**REQUIRED WORK**
Your task is to copy every line of the entries that contains "query".

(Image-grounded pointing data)

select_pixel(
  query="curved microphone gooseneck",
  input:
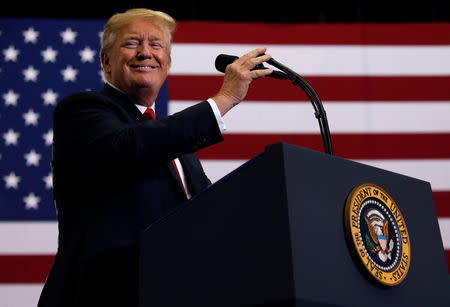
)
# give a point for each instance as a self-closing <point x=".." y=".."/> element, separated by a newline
<point x="320" y="113"/>
<point x="223" y="60"/>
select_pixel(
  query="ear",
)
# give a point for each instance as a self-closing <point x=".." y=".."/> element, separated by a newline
<point x="105" y="62"/>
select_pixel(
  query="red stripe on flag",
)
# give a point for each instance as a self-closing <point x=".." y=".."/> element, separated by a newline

**EXPECTED OUTPUT**
  query="curved microphone gooseneck",
  query="ear",
  query="red stripe on flag",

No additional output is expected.